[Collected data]
┄┄┄┄┄┄┄┄┄┄

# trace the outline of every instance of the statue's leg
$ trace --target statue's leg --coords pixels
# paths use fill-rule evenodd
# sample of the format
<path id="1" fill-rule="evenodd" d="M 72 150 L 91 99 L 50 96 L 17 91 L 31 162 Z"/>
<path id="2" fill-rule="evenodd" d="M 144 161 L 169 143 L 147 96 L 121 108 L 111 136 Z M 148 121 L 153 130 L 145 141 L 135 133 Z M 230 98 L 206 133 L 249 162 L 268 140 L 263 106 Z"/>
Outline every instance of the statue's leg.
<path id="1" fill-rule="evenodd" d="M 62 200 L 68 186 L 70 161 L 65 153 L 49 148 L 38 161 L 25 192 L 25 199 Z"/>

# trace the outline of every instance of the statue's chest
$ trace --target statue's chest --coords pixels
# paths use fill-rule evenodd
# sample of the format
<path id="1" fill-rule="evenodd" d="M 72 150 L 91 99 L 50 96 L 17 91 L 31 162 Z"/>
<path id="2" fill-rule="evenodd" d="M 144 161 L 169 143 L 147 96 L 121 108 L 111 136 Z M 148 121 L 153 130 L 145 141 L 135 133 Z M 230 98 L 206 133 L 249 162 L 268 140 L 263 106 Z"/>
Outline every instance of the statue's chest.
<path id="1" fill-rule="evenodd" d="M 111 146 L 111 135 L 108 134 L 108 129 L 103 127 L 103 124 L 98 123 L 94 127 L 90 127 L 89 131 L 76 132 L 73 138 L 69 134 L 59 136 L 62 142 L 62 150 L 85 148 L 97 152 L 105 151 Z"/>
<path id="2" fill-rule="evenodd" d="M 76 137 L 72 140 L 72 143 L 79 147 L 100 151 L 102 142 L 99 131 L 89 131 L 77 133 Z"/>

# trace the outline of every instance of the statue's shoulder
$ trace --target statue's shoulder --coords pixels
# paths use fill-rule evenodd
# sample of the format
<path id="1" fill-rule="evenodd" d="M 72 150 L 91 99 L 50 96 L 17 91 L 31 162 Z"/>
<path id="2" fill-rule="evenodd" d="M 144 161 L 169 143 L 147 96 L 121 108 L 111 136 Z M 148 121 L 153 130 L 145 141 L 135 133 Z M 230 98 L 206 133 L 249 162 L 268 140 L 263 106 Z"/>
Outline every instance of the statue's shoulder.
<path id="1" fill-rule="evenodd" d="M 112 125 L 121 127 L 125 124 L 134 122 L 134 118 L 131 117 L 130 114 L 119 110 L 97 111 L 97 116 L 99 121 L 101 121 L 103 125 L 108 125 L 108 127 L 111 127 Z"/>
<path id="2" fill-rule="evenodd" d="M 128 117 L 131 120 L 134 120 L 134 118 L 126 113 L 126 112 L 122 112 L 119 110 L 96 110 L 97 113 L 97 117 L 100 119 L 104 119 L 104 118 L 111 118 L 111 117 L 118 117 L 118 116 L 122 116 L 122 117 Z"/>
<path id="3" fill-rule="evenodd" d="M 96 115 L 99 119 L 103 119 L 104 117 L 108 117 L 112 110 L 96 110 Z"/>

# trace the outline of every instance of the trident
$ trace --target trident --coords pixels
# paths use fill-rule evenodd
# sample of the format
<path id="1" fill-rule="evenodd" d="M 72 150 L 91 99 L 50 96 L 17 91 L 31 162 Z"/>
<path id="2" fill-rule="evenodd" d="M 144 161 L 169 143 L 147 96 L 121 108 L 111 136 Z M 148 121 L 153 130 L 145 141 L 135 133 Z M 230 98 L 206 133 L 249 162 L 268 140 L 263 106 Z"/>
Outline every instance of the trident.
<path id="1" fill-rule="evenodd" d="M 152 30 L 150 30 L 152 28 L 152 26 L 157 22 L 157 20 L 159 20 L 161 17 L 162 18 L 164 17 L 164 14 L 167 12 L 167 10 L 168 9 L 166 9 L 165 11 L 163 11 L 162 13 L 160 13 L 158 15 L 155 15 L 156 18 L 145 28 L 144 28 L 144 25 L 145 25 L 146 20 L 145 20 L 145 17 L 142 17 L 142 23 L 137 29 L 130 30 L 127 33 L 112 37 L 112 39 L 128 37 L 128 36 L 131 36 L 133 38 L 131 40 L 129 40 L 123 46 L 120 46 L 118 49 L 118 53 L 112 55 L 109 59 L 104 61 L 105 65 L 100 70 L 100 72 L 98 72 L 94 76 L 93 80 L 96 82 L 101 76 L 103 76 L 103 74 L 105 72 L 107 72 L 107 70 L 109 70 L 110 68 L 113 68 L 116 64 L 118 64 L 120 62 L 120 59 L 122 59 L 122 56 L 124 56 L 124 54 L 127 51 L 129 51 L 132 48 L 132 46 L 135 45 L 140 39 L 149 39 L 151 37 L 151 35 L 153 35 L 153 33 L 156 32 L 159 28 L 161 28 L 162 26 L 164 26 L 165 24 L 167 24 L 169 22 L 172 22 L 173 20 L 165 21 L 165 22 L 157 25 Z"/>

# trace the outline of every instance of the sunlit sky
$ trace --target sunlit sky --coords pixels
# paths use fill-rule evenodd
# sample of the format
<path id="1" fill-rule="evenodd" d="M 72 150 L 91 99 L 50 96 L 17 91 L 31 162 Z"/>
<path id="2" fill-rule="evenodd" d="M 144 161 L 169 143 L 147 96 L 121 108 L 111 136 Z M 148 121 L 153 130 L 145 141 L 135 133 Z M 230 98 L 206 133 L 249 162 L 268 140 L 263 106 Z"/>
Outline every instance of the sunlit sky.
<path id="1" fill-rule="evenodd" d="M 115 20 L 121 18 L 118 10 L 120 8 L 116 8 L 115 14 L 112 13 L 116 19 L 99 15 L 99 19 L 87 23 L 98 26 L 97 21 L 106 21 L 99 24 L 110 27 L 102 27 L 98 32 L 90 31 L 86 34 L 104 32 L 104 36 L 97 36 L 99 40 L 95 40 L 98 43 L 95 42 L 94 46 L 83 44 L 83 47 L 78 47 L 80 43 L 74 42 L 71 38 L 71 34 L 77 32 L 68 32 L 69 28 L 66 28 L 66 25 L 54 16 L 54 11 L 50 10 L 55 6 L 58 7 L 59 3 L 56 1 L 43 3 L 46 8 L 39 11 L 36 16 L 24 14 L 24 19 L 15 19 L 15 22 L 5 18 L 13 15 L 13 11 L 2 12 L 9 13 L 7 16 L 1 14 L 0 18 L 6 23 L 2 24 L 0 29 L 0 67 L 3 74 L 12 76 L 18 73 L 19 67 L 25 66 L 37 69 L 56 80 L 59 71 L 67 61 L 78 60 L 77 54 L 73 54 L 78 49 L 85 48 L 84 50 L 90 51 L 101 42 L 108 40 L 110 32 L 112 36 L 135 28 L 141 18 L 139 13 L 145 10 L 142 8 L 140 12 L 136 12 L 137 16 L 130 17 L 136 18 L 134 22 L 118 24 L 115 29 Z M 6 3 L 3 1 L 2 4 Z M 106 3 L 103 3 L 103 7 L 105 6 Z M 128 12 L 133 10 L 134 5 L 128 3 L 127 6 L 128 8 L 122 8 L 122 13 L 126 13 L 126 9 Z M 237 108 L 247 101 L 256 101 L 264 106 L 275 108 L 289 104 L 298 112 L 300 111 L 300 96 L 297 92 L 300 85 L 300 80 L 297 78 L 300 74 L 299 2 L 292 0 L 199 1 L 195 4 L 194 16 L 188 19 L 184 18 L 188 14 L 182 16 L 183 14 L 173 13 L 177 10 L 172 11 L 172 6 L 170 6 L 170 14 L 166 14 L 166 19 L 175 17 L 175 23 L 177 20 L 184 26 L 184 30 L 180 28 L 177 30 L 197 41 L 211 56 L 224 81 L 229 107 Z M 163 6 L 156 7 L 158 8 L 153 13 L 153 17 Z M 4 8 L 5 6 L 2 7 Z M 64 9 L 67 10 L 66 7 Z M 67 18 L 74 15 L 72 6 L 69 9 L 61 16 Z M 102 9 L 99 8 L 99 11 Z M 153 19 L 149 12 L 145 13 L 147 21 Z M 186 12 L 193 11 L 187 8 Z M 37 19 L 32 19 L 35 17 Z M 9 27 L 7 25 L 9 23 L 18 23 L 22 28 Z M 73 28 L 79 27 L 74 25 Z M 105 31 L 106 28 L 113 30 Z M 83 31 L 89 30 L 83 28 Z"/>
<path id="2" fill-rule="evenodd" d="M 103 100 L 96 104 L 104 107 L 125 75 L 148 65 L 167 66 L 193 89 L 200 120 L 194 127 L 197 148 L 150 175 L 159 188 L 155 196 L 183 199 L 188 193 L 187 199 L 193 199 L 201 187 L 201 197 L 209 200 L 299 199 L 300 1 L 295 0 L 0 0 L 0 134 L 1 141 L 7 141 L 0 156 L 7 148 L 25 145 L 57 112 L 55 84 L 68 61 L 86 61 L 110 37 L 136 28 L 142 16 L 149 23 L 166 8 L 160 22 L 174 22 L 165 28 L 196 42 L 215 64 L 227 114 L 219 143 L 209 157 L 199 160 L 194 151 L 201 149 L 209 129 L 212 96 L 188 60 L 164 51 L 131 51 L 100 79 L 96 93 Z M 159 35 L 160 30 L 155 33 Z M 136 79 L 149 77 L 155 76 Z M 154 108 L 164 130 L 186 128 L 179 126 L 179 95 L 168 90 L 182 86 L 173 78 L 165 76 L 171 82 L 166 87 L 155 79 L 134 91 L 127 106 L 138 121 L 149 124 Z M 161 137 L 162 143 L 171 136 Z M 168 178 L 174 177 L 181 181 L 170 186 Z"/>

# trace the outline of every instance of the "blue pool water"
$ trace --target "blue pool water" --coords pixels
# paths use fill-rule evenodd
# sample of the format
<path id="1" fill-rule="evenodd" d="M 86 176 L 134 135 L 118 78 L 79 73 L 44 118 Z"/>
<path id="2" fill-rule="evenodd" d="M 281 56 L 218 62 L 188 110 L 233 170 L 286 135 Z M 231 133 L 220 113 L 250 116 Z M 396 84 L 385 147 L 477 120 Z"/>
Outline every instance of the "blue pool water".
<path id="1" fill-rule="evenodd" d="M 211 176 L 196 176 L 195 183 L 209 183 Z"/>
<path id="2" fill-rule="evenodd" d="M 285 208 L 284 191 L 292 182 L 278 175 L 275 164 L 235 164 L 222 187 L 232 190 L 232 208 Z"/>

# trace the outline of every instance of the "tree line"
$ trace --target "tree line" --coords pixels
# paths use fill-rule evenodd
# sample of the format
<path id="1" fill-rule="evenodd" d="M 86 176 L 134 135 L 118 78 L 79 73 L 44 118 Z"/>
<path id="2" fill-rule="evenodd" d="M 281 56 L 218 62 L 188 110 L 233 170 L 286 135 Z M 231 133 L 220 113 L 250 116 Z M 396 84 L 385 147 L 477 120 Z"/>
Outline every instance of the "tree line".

┄┄┄┄┄┄┄┄┄┄

* Activity: Each line above that includes the word "target" is to be copied.

* Result of this exercise:
$ trace --target statue's leg --coords pixels
$ trace --target statue's chest --coords pixels
$ trace --target statue's shoulder --coords pixels
$ trace --target trident --coords pixels
$ trace --target sunlit sky --coords pixels
$ trace --target "blue pool water" --coords pixels
$ trace --target "tree line" --coords pixels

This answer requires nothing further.